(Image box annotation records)
__________________________________________________
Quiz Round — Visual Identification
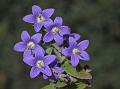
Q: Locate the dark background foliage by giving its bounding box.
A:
[0,0,120,89]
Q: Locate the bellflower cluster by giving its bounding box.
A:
[14,5,90,80]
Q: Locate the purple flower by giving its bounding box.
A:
[43,17,70,45]
[24,50,56,78]
[43,60,64,81]
[14,31,43,53]
[69,33,80,41]
[62,37,90,67]
[23,5,54,32]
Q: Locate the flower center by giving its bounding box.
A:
[36,14,45,23]
[27,41,35,49]
[36,60,44,68]
[51,27,60,34]
[72,48,80,54]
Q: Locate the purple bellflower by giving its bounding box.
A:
[62,37,90,67]
[43,17,70,45]
[14,31,43,53]
[23,50,56,79]
[23,5,54,32]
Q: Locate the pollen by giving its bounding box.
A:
[27,41,35,49]
[36,14,45,23]
[72,48,80,54]
[36,60,44,68]
[51,27,60,34]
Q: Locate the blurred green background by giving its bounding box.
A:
[0,0,120,89]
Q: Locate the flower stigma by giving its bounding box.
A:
[27,41,35,49]
[72,48,80,54]
[51,27,60,34]
[36,60,44,68]
[36,14,45,23]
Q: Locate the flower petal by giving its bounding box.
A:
[54,17,63,26]
[14,42,26,52]
[54,67,64,73]
[32,5,42,15]
[34,23,43,32]
[31,33,42,43]
[78,40,89,50]
[34,45,45,58]
[23,51,36,66]
[54,34,63,45]
[21,31,30,42]
[71,54,79,67]
[44,55,56,65]
[43,32,53,43]
[43,74,48,79]
[40,66,52,76]
[62,48,71,57]
[80,51,90,61]
[60,26,70,36]
[42,8,55,17]
[44,19,54,31]
[23,14,35,23]
[70,33,80,40]
[30,67,40,78]
[69,37,77,47]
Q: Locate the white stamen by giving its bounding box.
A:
[36,14,45,23]
[27,41,35,49]
[72,48,80,54]
[51,27,60,34]
[36,60,44,68]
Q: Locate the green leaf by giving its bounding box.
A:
[46,47,53,55]
[55,81,67,88]
[42,84,56,89]
[62,61,92,79]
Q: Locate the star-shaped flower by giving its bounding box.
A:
[62,37,90,67]
[23,5,54,32]
[23,50,56,78]
[14,31,43,53]
[43,17,70,45]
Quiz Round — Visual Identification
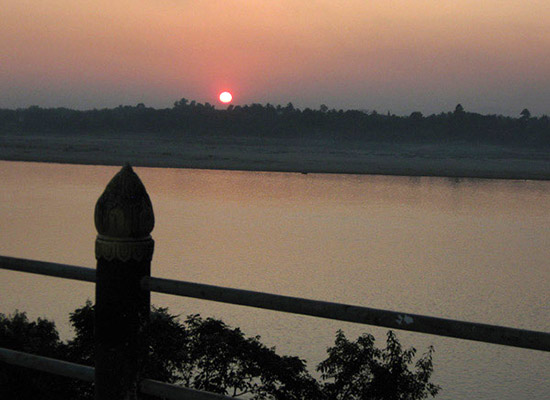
__________________________________________________
# Task requirements:
Retype all of the material above line for line with no changes. Omit the pictures.

# Task response:
Quiz Round — Visual Identification
Q: Locate the dark background foliage by giving its bounding box.
A:
[0,0,120,89]
Q: Locate the bellflower cluster by giving its bounding box.
A:
[14,5,90,80]
Q: Locate the purple flower by giving its bounding box.
A:
[43,17,70,45]
[24,50,56,78]
[43,60,64,81]
[14,31,43,53]
[69,33,80,41]
[62,37,90,67]
[23,5,54,32]
Q: Locate the flower center by giving its bounding box.
A:
[36,14,45,23]
[27,41,35,49]
[36,60,44,68]
[51,27,60,34]
[72,48,80,54]
Q: Locate the purple bellflower by giving its bounding box.
A:
[62,37,90,67]
[43,17,70,45]
[14,31,43,53]
[23,50,56,79]
[23,5,54,32]
Q: Locate the pollen by giving its bounding box.
A:
[27,41,35,49]
[36,14,45,23]
[72,48,80,54]
[36,60,44,68]
[51,27,60,34]
Q: Locate the blurred green background by giving its bounding box.
A:
[0,0,120,89]
Q: Locate the flower stigma by giving its bounding box.
A:
[27,41,35,49]
[72,48,80,54]
[51,27,60,34]
[36,60,44,68]
[36,14,45,23]
Q: Locate the flower petal by giving its bounding box.
A:
[54,17,63,26]
[14,42,26,52]
[54,67,64,73]
[32,5,42,15]
[34,23,43,32]
[31,33,42,43]
[78,40,89,50]
[34,45,45,58]
[23,51,36,66]
[54,34,63,45]
[21,31,30,42]
[71,54,79,67]
[44,55,56,65]
[43,32,53,43]
[43,74,48,79]
[40,66,52,76]
[62,48,71,57]
[80,51,90,61]
[60,26,70,36]
[42,8,55,17]
[44,19,54,31]
[23,14,35,23]
[70,33,80,40]
[30,67,40,78]
[69,37,77,47]
Q: Locate the white stamen by giving its bounding box.
A:
[36,14,45,23]
[27,41,35,49]
[72,48,80,54]
[51,27,60,34]
[36,60,44,68]
Q: Locate the green leaf by giving its bounding box.
A:
[46,47,53,55]
[55,81,67,88]
[42,84,56,89]
[62,61,92,79]
Q: Locate the star-shaped flower by giving its bounding box.
A:
[62,37,90,67]
[23,5,54,32]
[23,50,56,78]
[14,31,43,53]
[43,17,70,45]
Quiz Round — Visual Identification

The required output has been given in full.